==== Records shown ====

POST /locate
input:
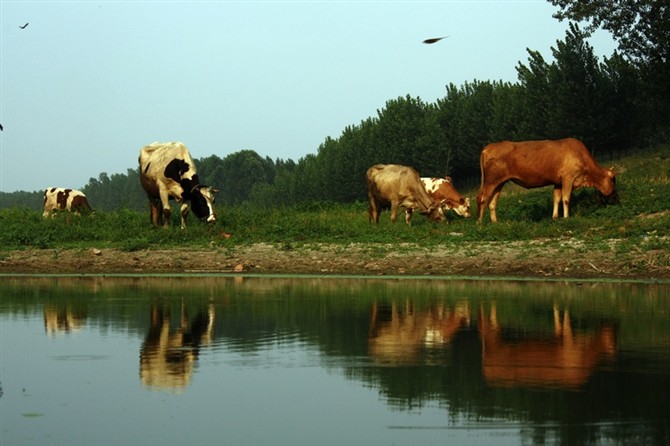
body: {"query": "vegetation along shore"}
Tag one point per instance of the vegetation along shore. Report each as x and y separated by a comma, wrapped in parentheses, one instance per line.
(630, 240)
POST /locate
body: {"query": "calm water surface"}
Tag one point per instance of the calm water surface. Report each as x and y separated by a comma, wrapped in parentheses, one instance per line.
(318, 361)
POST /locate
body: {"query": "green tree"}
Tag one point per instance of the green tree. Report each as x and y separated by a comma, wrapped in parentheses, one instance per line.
(642, 30)
(239, 172)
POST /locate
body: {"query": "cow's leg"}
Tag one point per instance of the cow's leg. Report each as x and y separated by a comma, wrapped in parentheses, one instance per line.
(566, 192)
(165, 203)
(394, 211)
(373, 209)
(557, 199)
(154, 211)
(484, 200)
(493, 203)
(184, 214)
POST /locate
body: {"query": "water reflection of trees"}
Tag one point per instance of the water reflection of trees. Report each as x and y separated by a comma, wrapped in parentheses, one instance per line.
(425, 341)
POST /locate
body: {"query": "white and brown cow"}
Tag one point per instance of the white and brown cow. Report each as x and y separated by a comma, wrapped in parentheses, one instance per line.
(61, 199)
(167, 171)
(396, 185)
(443, 192)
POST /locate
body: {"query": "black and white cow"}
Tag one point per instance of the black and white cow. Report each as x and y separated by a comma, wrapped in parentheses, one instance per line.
(167, 171)
(58, 198)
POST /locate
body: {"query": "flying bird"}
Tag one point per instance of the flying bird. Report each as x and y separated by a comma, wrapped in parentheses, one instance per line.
(434, 39)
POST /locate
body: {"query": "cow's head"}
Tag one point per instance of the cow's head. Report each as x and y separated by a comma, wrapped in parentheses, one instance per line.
(202, 203)
(434, 212)
(461, 207)
(607, 193)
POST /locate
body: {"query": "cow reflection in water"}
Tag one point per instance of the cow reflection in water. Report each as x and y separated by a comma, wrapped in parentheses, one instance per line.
(58, 320)
(567, 360)
(169, 354)
(398, 334)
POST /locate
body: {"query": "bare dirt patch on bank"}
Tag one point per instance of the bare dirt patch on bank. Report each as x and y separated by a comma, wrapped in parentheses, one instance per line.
(541, 259)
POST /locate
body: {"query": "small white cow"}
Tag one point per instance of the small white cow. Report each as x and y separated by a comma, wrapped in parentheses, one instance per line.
(58, 198)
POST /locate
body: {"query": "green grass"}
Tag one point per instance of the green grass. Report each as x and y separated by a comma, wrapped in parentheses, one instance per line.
(642, 220)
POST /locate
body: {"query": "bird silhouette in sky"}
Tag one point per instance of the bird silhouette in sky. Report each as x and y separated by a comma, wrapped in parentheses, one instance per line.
(434, 39)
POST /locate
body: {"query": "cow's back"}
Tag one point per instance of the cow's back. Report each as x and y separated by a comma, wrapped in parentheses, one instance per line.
(393, 181)
(533, 163)
(155, 157)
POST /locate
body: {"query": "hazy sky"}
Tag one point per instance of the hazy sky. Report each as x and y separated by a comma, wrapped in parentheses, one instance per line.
(88, 83)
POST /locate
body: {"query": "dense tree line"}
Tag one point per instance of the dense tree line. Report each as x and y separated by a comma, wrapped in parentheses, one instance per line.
(614, 104)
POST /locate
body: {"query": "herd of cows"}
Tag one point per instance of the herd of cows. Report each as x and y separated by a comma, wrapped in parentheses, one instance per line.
(167, 172)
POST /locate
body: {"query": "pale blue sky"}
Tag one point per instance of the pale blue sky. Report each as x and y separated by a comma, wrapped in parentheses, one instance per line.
(88, 83)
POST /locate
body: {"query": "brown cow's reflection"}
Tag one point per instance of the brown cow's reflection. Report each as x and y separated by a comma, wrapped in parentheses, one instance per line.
(398, 334)
(567, 360)
(169, 354)
(62, 320)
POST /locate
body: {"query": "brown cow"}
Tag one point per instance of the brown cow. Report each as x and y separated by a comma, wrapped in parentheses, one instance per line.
(443, 192)
(566, 164)
(399, 333)
(566, 361)
(398, 186)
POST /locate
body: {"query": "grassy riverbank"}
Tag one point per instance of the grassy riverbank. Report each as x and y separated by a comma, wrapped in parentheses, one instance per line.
(634, 234)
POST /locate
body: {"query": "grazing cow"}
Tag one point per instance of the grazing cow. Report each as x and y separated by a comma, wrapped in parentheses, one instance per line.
(443, 192)
(58, 198)
(567, 361)
(398, 186)
(402, 335)
(170, 353)
(167, 171)
(566, 164)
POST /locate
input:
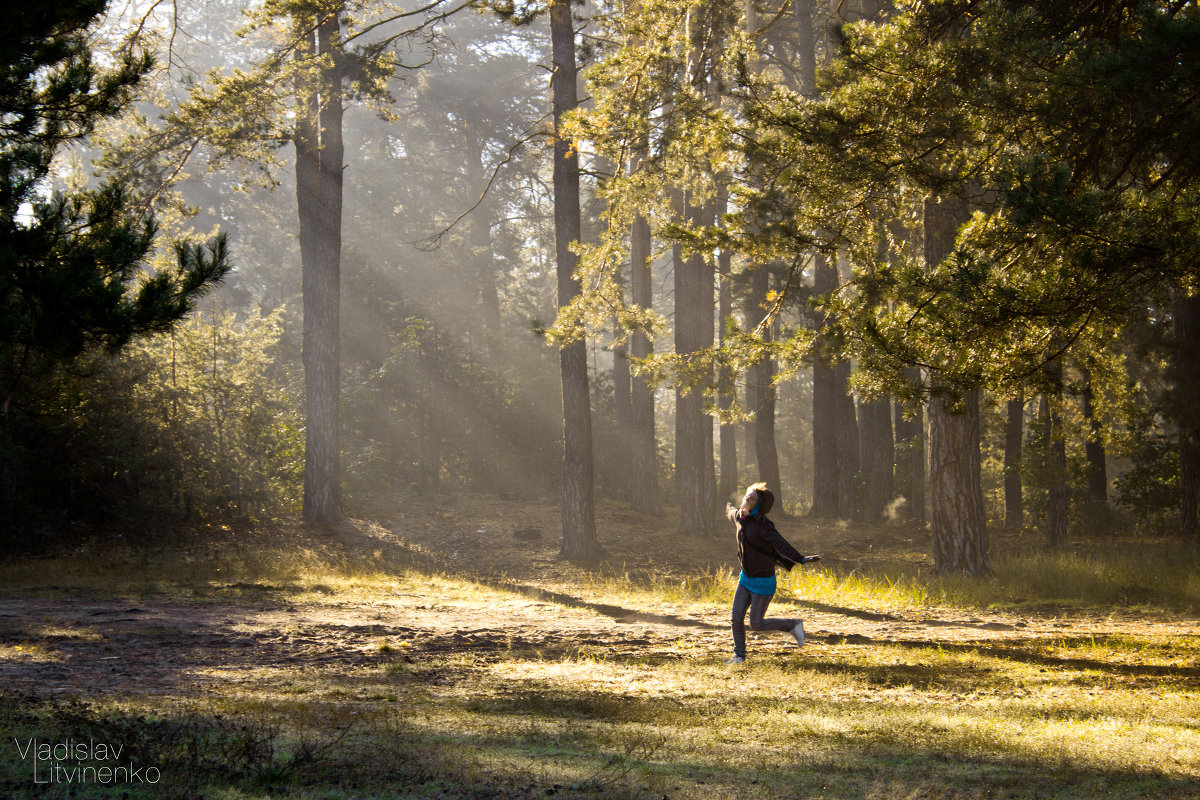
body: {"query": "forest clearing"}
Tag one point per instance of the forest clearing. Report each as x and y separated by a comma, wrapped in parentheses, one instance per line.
(441, 656)
(375, 373)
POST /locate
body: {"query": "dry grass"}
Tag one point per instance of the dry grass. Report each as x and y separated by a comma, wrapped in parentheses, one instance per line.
(1050, 713)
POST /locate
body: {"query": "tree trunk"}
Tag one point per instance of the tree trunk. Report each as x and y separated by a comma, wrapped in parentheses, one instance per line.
(623, 411)
(1093, 447)
(955, 492)
(960, 535)
(825, 410)
(847, 443)
(727, 487)
(1056, 469)
(319, 154)
(877, 455)
(1187, 385)
(910, 444)
(579, 505)
(762, 376)
(643, 491)
(694, 428)
(1014, 437)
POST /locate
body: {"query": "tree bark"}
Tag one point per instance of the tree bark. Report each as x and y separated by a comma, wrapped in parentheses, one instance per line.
(1187, 386)
(694, 428)
(847, 443)
(1056, 469)
(1014, 438)
(960, 535)
(319, 155)
(762, 377)
(1093, 447)
(877, 456)
(910, 445)
(727, 485)
(579, 504)
(955, 492)
(643, 494)
(825, 410)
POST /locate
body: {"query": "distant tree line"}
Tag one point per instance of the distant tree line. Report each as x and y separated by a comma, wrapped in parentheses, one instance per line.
(933, 264)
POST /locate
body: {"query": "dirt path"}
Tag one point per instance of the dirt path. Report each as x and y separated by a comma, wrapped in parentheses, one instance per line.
(85, 647)
(100, 648)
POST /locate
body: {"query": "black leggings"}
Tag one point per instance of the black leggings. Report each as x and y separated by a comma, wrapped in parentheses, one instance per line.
(743, 600)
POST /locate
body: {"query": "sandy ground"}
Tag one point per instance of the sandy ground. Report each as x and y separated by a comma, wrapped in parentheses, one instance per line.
(94, 648)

====

*Exercise prompt:*
All preceding records should be duplicated verbatim, images excepted.

*The reply:*
POST /locate
input:
body: {"query": "vegetation along shore"}
Tag one point per instance of the vegetation along shore. Report each as x and y separated by a comma, wrapped in parentheses, one instance per line.
(630, 240)
POST /locate
body: {"query": "calm water surface"}
Tag one point per instance of the calm water surface. Report each as x and y separated by a comma, wrapped in parentheses, one instance per line.
(318, 361)
POST /locate
body: {"query": "green tree"}
Tag one point per instance of the green tree. Report each as x and y separated by a comma, wrapped in parentheses, one instance per line.
(642, 30)
(239, 172)
POST /locate
body: {"query": "cow's leg"}
Tag one point per instance of the cow's leg. Report each as x and y separated by a comma, wrapped in parentheses, one instance per line.
(566, 192)
(165, 203)
(394, 211)
(373, 209)
(557, 199)
(154, 211)
(484, 200)
(493, 203)
(184, 214)
POST /locate
body: {"query": "water reflection of trees"}
Tag one point per instance of the water reflection of trees. Report each as x and y separated by a comma, wrapped in parentheses, one instance per line.
(425, 341)
POST /locate
body: {"query": "white and brown cow"}
Tag one point per instance of the white and brown cow. Report each as x and y separated by a comma, wrapped in parentheses, one instance per line.
(61, 199)
(167, 171)
(396, 185)
(443, 192)
POST /locate
body: {"query": "black and white cow"}
Tag one point per instance of the black and white cow. Report each as x and y separated by a comma, wrapped in parentheses, one instance per line.
(167, 171)
(58, 198)
POST /locate
body: {"query": "flying bird"}
Tag one point per instance of the flying bird. Report each as x and y separated by a comma, wrapped in parentheses, one instance per line.
(434, 39)
POST /locate
body: {"query": "cow's head"}
Tag one point per instance of the cow's head. Report each as x and y separated by a comma, wrapped in parentheses, one instance per line.
(202, 203)
(434, 212)
(461, 207)
(607, 193)
POST /locate
body: {"query": "cow reflection in water"}
Tag one point per instance of the cow reflection in water. Report each as x and y separated by a comma, wrapped in parentheses, one instance per line.
(58, 320)
(567, 360)
(169, 354)
(398, 334)
POST /locate
body: {"query": "bare dirt patch on bank"}
Tag one point per instance of the bare dirt patch on bank. Report each as x and y separated by a comma, wrapped in parentheses, one instance per line.
(541, 259)
POST /locate
body: {"query": "small white cow"}
Tag one point per instance of the small white cow. Report each as x and y separated by a comma, wrapped in parentheses, one instance per line.
(58, 198)
POST /locate
body: {"query": "green grass"}
Tag one point per instance of the green grass. Report each as x and y separated by a comma, wrapped in parentheses, one instance per line.
(642, 220)
POST /locate
body: {"query": "bird silhouette in sky"}
Tag one point per instance of the bird silhouette in sky. Report each as x and y separated by a comma, wrapped in parentheses, one instance per line.
(434, 39)
POST /locate
body: {"query": "cow's back"}
Tag one point per instance of the cow's back. Report each as x and y separated by a comma, wrapped in parentheses, one instance per line.
(393, 181)
(533, 163)
(155, 157)
POST /locate
body: {"query": "hazy sky"}
Tag one point per instance of the hazy sky. Report each as x and y separated by a comma, wrapped in parentheses, one instance per line.
(88, 83)
POST /locate
body: {"query": "dense tree line"}
Tag one point per instance of the dense tree line. Report each as x and y separated by a comma, wrapped in parentheses, one instance per line.
(614, 104)
POST /locate
body: {"query": "herd of cows"}
Tag one point per instance of the herd of cows. Report each as x and y separated by a comma, wrapped in parentheses, one instance per line.
(167, 172)
POST /locate
body: {"query": "pale blue sky"}
Tag one point per instance of the pale blue sky. Report each as x and y separated by a comma, wrapped in parentheses, one instance per line.
(88, 83)
POST /locate
body: {"query": "brown cow's reflection"}
Tag one point per instance of the brown cow's reflection. Report each as x and y separated by a comma, wrapped in parentheses, one instance per line.
(398, 334)
(567, 360)
(169, 354)
(62, 320)
POST /locate
body: {"query": "brown cow"}
Tag one point per instance of the brown cow. Report each as x and y separated by a comma, wrapped in parentheses, one instance per line.
(443, 192)
(566, 164)
(399, 333)
(566, 361)
(398, 186)
POST /locate
body: {"query": "grassy riverbank"}
Tag one point per instance of the grassy riverbank. Report each as x and y separated by a comma, wrapped in parentheses, one instance per line.
(634, 234)
POST /locate
body: {"query": "grazing cow"}
Tag one point per instance of the grazing cow. Report each as x and y separated by a comma, wrapped in parentheses, one instance per line.
(443, 192)
(58, 198)
(567, 361)
(398, 186)
(402, 335)
(170, 353)
(167, 171)
(566, 164)
POST /locate
input:
body: {"query": "forest clearing"}
Tag one point per instance of the forest clearing. Report each as x and y separated by a comma, wrapped in parentheses, one instance per line.
(441, 656)
(375, 373)
POST /locate
body: {"query": "dry grass"}
Tag one point per instance of the dry grass. Report each as x and y separated by a comma, wrapped in parentheses, one instance per line.
(1050, 713)
POST /locate
body: {"query": "tree trunk"}
Tag one point per instance of the tree trunk. Report each as x and y separated by a comma, wrapped in parentheses, one instance per line.
(623, 411)
(1093, 447)
(955, 492)
(960, 535)
(825, 410)
(847, 443)
(727, 487)
(1056, 469)
(319, 154)
(877, 455)
(1187, 385)
(910, 444)
(579, 505)
(762, 376)
(643, 491)
(694, 428)
(1014, 437)
POST /locate
body: {"query": "tree bark"}
Tag one point per instance of the tree bark. Report each as x and y separated by a comma, wrapped in parentheses, one instance per line.
(1187, 386)
(694, 428)
(847, 443)
(1056, 469)
(1014, 438)
(960, 535)
(319, 155)
(762, 377)
(1093, 447)
(877, 456)
(910, 445)
(727, 485)
(579, 504)
(955, 492)
(643, 494)
(825, 410)
POST /locate
body: {"query": "distant tree line"}
Tag one point per instance of the distant tree line. Report each as x and y separated by a comma, wrapped in parentheses, one instance per line.
(933, 264)
POST /locate
body: {"query": "dirt path"}
Tag one point per instance of the dirt path. Report each as x and y separated by a comma, wrapped in parentheses, one instance per line.
(85, 647)
(100, 648)
POST /locate
body: {"query": "black leggings"}
Tag one point per instance of the black leggings. Report each as x and y separated by a comma, wrapped in parentheses, one instance per line.
(743, 600)
POST /locate
body: {"query": "sandy ground"}
Tag one point per instance of the sandy ground. Report each as x and y separated by a comma, wrapped in parentheses, one instance per line.
(94, 648)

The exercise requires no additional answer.